WHAT TO DO: I'd like the entries reproduced exactly, with all pictures omitted.

>>>

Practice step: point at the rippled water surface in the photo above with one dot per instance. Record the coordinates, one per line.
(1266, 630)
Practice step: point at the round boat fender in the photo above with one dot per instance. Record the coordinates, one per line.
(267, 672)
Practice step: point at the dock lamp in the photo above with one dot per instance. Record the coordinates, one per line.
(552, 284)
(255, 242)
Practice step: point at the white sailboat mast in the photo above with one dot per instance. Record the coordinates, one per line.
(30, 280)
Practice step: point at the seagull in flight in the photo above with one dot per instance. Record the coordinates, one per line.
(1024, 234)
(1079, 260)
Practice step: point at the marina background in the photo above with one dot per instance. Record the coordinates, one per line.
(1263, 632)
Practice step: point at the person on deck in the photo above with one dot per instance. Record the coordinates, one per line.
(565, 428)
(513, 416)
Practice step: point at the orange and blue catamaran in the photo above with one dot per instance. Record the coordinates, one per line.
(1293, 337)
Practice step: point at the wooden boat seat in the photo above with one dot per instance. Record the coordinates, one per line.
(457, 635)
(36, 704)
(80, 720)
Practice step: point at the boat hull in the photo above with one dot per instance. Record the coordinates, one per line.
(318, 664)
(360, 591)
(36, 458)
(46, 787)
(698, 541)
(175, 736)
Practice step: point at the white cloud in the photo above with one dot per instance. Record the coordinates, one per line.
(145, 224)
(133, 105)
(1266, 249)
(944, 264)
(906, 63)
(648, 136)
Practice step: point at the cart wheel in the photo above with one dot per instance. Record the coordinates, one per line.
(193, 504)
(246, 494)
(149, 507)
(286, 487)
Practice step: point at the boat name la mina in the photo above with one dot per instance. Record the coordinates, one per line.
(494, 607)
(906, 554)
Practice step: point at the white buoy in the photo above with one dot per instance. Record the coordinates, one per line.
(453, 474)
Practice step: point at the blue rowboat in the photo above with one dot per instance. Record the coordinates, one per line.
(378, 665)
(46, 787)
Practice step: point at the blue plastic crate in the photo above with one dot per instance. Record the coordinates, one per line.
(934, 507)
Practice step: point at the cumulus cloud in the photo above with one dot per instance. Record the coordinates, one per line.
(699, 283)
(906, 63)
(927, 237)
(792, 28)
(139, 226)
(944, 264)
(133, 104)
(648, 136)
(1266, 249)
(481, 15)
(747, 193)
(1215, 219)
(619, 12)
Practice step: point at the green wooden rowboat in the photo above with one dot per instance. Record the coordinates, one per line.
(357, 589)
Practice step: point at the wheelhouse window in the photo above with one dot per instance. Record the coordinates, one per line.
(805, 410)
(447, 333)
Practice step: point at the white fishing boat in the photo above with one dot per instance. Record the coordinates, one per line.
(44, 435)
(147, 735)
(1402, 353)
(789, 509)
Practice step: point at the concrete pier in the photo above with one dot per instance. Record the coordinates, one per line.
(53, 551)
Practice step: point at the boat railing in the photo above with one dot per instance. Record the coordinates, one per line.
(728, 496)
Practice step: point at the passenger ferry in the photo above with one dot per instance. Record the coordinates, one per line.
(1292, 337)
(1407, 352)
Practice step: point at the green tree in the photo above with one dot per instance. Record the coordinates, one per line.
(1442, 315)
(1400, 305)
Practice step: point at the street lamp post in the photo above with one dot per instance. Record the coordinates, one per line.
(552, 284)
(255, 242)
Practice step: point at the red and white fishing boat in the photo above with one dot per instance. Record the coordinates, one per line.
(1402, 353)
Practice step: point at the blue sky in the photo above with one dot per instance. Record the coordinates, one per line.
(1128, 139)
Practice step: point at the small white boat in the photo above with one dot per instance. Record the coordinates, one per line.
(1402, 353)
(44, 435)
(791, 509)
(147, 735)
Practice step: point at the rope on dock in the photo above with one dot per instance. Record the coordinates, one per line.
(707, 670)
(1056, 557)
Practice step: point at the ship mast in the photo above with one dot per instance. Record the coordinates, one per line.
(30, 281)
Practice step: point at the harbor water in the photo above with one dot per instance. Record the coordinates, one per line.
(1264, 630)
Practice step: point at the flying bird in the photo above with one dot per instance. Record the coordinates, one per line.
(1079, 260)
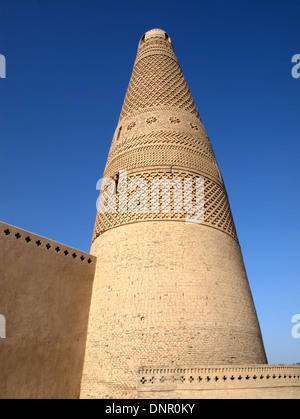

<<<

EXPECTED ANSWER:
Practice step: point at the rippled water surface in the photo above with one dot per instance. Record the coordinates, one per line.
(1266, 630)
Practice step: point at the round boat fender in the photo above with one dot per instance. Record the coordinates, one per line.
(267, 672)
Practice step: point at the dock lamp in the photo above with one dot per instance. Record the coordinates, one per line.
(552, 284)
(255, 242)
Practice step: point at the white sailboat mast in the photo above with one dot per instance. Record the coordinates, one per line.
(30, 280)
Practice step: point at the seagull in flight in the photo above with one dot per instance. Record the coordinates, one per line.
(1024, 234)
(1079, 260)
Practice step: point at the marina background in the photo above with one dot per instance. Record the coordinates, one per line.
(1263, 632)
Practice step: point at the person on deck in the photo above with one dot per instance. Record the coordinates, one per line.
(565, 428)
(513, 416)
Practice step: point at the orange and blue catamaran in the photo above with one dot per instance. Record the coordinates, one per line.
(1293, 337)
Practice step: point at the wooden boat seat in the photo above with one dot per instance. Record the coordinates, one per line.
(457, 635)
(36, 704)
(80, 720)
Practice step: point at the boat hull in the photo above with one dot per instance. Record the coordinates, one per line.
(318, 664)
(360, 591)
(36, 458)
(46, 787)
(698, 541)
(175, 736)
Practice step: point at the white cloud in the photo above with one dot per instance. Record the coordinates, one per line.
(145, 224)
(133, 105)
(1266, 249)
(944, 264)
(906, 63)
(648, 136)
Practice step: point at the cart wheel in the photo above with one dot per instance. Record the coordinates, one per line.
(193, 504)
(246, 494)
(149, 507)
(286, 487)
Practice step: point at the boat name la mina in the photo above with one dot per instance. Record the coordinates, one per line.
(494, 607)
(906, 554)
Practice step: point at the white buoy in the photo above with one dot per instance. Record the coordinates, one per line.
(453, 474)
Practice step: point at the blue rowboat in the photo above with one dot per instance. Record the coordinates, one per line.
(378, 665)
(46, 787)
Practice step: point at the blue plastic crate in the photo above with one dot per instance. Record the coordinates, one per line.
(934, 507)
Practice step: point at the cumulus cloud in the photo above with one dot per instance. Record the coordinates, one per line.
(699, 283)
(906, 63)
(927, 237)
(792, 28)
(139, 226)
(944, 264)
(133, 104)
(648, 136)
(1266, 249)
(481, 15)
(747, 193)
(1215, 219)
(619, 12)
Practice step: point at the green wooden rowboat in the photo above with one dot per instance. Record the coordinates, one per line.
(357, 589)
Practice step: point at the wheelhouse window in the photo above with one dot per instance. Record the coordinates, one per line.
(805, 410)
(447, 333)
Practice step: point at the white fishing boat in the photo above with one dot per instance. Record the coordinates, one per line.
(44, 435)
(147, 735)
(1402, 353)
(789, 509)
Practice step: point at the concrete pier in the photo above with one dot per instance. Record the coordinates, one per line.
(53, 551)
Practice step: point at the boat railing in the photo above with one dot per instance. Record the coordinates, one per line.
(728, 496)
Practice step: point at the passenger ferry in the photo above with one dot per instance. Record the coordinates, one per line.
(1292, 337)
(1407, 352)
Practice step: point at the green tree in the photo above with one dot per instance. Record the coordinates, one per line.
(1442, 315)
(1400, 305)
Practice step: point at the street lamp post in the photo above with one dot per instance. Record the coordinates, one per line.
(552, 284)
(255, 242)
Practice step: point at the red and white fishing boat in the photo above with one dot per instance. Record the coordinates, one per line.
(1402, 353)
Practice step: point at the blue sky in the photo above with one dot per instance. Record the coordinates, one per line.
(1128, 139)
Practice step: point at the small white boat in the photo above with one dot per instance. Record the coordinates, one per line.
(1402, 353)
(44, 435)
(791, 509)
(147, 735)
Practice step: point at the rope on dock in the photo above with one dot per instance. Record the coordinates, one per line.
(707, 670)
(1056, 557)
Practice step: point at the ship mast in the photo above with one dot per instance. Record the coordinates, one per line.
(30, 281)
Practice step: point at the harbor water in the photo above with one dot per instance. Record the coordinates, one per line.
(1264, 630)
Practice step: point at the flying bird in the photo above with one dot per instance. Record the coordinates, one per line.
(1079, 260)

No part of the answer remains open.